» **TEXT EXCERPT**
────────────────

Matt Rader, a management consultant at McKinsey & Company, will serve as president of the Philadelphia Horticultural Society beginning January 11. (Photo courtesy of PHS)

On the eve of the its annual Flower Show, the Pennsylvania Horticultural Society has chosen its new president, Matt Rader.

The PHS conducted a national search to replace it former president, Drew Becher, who left last summer. Rader has been living in Philadelphia for most of the last 15 years, most recently working for the business consulting firm McKinsey and Company.

“I’m from a town called Mercersburg, which is a very small town of about 1,500 people out in south central Pennsylvania, far outnumbered by dairy cows,” said Rader, 37, while visiting in his new office space.

Despite growing up in an farming town, Rader has little hands-on experience with horticulture. His resume has been focused mostly on community-building and sustainable urban development with a South Philadelphia business district, and nationally with the Urban Land Institute in Washington, DC.

Board chair Margaret Sadler says she wasn’t looking for a gardener.

“If you want to know about trees and plants and weeds and bugs and dirt, we’ve got 100 people at PHS. We didn’t need that,” said Sadler. “What we needed was someone who had a good sense of what an organization needs going forward, and somebody who understood the nonprofit world, which he does.”

────────────────

» **ENTRIES PROVIDED**
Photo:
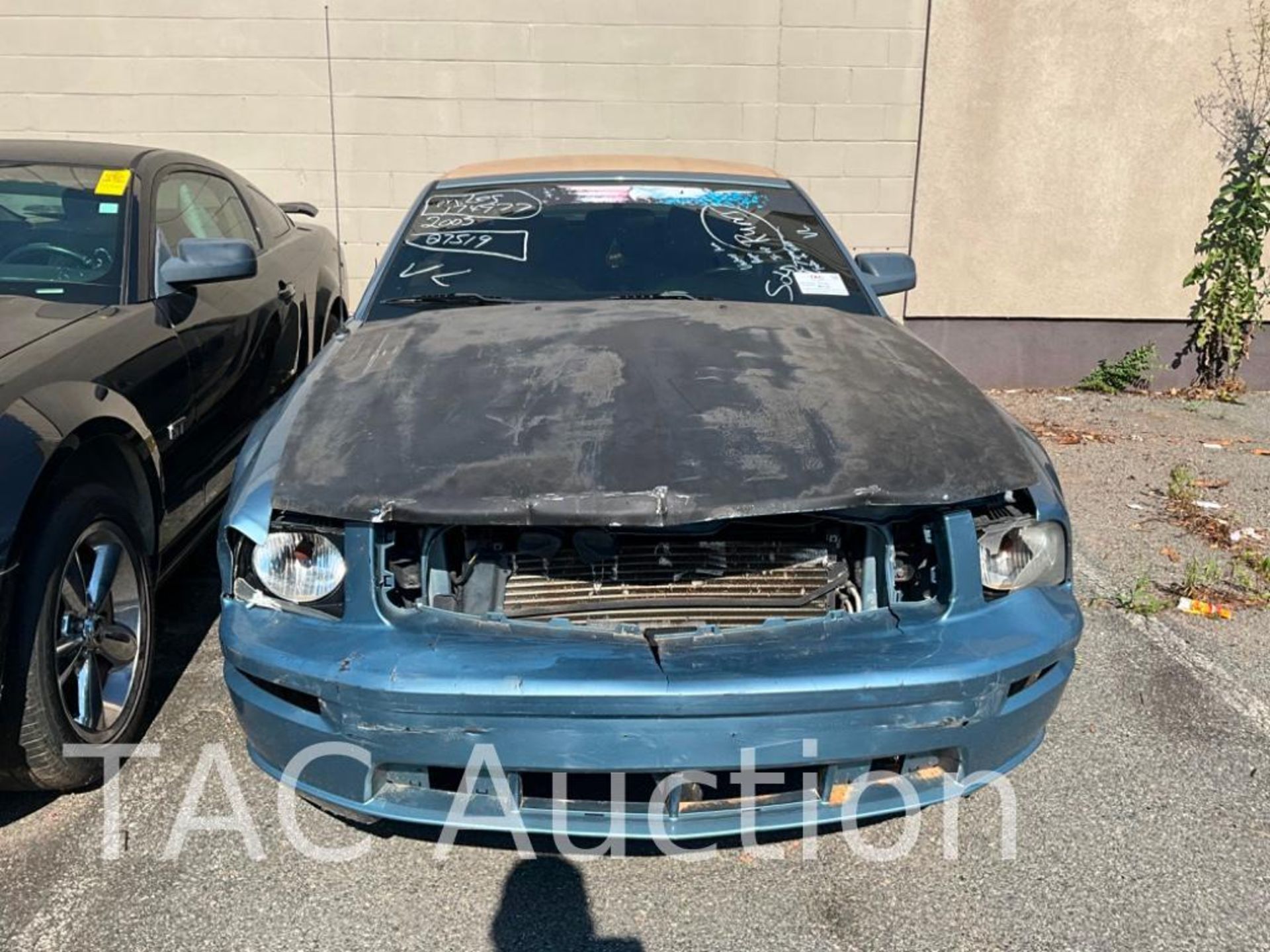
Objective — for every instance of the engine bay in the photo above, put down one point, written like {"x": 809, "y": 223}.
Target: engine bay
{"x": 726, "y": 574}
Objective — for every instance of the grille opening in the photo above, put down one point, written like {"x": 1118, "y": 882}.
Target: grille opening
{"x": 1024, "y": 683}
{"x": 589, "y": 787}
{"x": 727, "y": 795}
{"x": 726, "y": 574}
{"x": 298, "y": 698}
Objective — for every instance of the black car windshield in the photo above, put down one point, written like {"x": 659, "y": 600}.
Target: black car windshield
{"x": 588, "y": 240}
{"x": 62, "y": 231}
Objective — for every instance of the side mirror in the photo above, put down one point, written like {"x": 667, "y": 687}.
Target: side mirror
{"x": 888, "y": 272}
{"x": 300, "y": 208}
{"x": 207, "y": 260}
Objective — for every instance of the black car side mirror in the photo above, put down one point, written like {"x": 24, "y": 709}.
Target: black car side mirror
{"x": 207, "y": 260}
{"x": 888, "y": 272}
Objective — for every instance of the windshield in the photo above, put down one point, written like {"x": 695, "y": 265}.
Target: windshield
{"x": 564, "y": 241}
{"x": 62, "y": 231}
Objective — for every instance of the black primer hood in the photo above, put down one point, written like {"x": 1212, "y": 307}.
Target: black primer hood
{"x": 636, "y": 414}
{"x": 24, "y": 320}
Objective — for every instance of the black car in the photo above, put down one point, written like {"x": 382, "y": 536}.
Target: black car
{"x": 151, "y": 305}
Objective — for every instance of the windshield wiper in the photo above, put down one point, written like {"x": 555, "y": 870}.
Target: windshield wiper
{"x": 662, "y": 296}
{"x": 452, "y": 300}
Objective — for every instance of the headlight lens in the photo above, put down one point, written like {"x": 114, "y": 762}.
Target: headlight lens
{"x": 299, "y": 567}
{"x": 1033, "y": 554}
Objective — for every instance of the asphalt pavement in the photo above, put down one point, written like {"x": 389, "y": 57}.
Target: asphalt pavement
{"x": 1142, "y": 823}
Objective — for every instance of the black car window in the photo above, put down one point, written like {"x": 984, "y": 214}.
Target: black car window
{"x": 579, "y": 240}
{"x": 273, "y": 221}
{"x": 62, "y": 231}
{"x": 196, "y": 205}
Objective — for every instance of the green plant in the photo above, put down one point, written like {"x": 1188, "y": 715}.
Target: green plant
{"x": 1201, "y": 575}
{"x": 1181, "y": 485}
{"x": 1230, "y": 277}
{"x": 1132, "y": 371}
{"x": 1141, "y": 597}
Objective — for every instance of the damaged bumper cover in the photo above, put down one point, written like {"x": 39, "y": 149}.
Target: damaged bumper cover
{"x": 937, "y": 691}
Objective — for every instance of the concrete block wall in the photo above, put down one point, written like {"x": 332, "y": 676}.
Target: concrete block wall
{"x": 825, "y": 91}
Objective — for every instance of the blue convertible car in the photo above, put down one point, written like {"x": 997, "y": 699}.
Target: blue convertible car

────────────────

» **WHAT YOU WILL DO**
(1) Retype the stretch of the records from the line containing "Objective — for every instance of the asphalt" through the end of the records, keeping every character unchanged.
(2) Write what comes next in the article about the new president of the Pennsylvania Horticultural Society.
The article and the records have nothing to do with each other.

» **IN RESPONSE**
(1)
Objective — for every instance of the asphalt pavement in the photo above, put down one point, written like {"x": 389, "y": 57}.
Target: asphalt pavement
{"x": 1142, "y": 823}
Objective — for every instance of the black car window in the photo above, put down one point, written like {"x": 984, "y": 214}.
Target: black car window
{"x": 579, "y": 240}
{"x": 273, "y": 221}
{"x": 62, "y": 231}
{"x": 196, "y": 205}
Objective — for every instance of the green plant in the photo above, put down one point, written like {"x": 1188, "y": 715}.
Target: green plant
{"x": 1201, "y": 575}
{"x": 1181, "y": 485}
{"x": 1230, "y": 277}
{"x": 1132, "y": 371}
{"x": 1141, "y": 597}
Objective — for every instance of the damaged bumper cover in the photo above, put down one point, written like {"x": 39, "y": 149}.
Target: damaged bumper cover
{"x": 937, "y": 691}
Objective — for every instance of the concrete block wall in the photo above, put down one point, written like {"x": 332, "y": 676}.
Target: concrete block wall
{"x": 825, "y": 91}
Objective — for every instance of the blue convertible car in the photo above, put down one point, written like {"x": 997, "y": 699}.
Target: blue convertible car

(2)
Much of what PHS does is focused on sustainable urbanism, such as community gardens and the annual summer pop-up gardens, which serve as community outreach vehicles as they temporarily take over vacant land to create a showcase garden and serve beer. Three of the five vacant lots have since been slated for development.

“I’ve been at the nexus of community members, the city, the philanthropic community, and change,” said Rader. “I understand and value the importance of working together with those constituencies to create change.

Rader takes over next week and his first goal is to meet as many people involved in the Society as possible. He will get an opportunity at the annual Flower Show in March, where he can shake the hands of 3,400 volunteers.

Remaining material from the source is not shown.